TRY IT:
Both the line with "Check that each instance of the dark" and the line with "Check that each instance of the canal" in the records below must appear in the output, along with every line between them, exactly and with nothing added.

EXTRACTED RECORDS:

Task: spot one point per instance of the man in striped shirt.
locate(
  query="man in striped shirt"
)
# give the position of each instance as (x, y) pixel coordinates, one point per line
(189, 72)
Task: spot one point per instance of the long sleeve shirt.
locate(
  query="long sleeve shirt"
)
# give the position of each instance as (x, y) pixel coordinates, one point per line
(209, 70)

---

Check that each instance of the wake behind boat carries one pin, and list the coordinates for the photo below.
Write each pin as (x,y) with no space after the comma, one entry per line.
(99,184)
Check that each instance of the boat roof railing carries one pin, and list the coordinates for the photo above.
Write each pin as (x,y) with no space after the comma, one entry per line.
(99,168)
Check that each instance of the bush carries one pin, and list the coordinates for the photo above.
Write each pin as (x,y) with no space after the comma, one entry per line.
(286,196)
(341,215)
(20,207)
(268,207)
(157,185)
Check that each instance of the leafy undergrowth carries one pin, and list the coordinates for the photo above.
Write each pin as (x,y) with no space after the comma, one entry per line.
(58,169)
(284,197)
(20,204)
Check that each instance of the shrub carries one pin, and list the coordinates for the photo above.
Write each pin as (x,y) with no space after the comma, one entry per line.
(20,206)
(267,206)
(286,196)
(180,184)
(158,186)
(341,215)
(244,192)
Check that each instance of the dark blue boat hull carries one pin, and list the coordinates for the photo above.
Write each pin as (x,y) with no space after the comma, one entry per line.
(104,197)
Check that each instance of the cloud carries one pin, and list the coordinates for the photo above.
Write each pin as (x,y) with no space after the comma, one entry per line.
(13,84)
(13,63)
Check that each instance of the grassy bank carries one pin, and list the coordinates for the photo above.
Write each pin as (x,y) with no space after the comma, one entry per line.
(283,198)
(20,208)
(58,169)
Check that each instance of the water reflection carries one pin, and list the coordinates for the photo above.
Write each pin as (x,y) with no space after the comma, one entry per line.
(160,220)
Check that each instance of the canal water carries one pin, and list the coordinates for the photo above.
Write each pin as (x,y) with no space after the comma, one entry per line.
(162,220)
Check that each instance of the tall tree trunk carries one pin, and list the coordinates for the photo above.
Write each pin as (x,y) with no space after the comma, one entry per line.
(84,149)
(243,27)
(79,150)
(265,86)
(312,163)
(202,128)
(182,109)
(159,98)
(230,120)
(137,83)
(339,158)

---

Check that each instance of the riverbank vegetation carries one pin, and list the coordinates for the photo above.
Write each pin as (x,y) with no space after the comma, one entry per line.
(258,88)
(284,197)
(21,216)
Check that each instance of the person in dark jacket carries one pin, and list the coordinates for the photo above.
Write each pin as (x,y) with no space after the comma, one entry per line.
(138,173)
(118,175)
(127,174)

YOUR SOLUTION:
Check that each instance of the dark blue boat hull carries one pin, and list the coordinates for the photo above.
Write each pin as (x,y) with no space after the comma, one entry per line.
(104,197)
Check that each instance of the cloud carries one pin, and list the coordinates for the photo above.
Write each pin as (x,y) with no space after the comma, one entry per line.
(13,84)
(13,63)
Check that each instance of the grassy bank carries one pin, and list the coordinates for the photo above.
Write each pin as (x,y) with no space after the comma, one entry per line.
(283,198)
(20,208)
(58,169)
Check that each instance of the water reflection carries one pin, and list the coordinates for the photo above.
Write each pin as (x,y) with no space after the comma, one entry per line.
(160,220)
Check that each instance of the canal water carries one pin, and list the coordinates for the photo above.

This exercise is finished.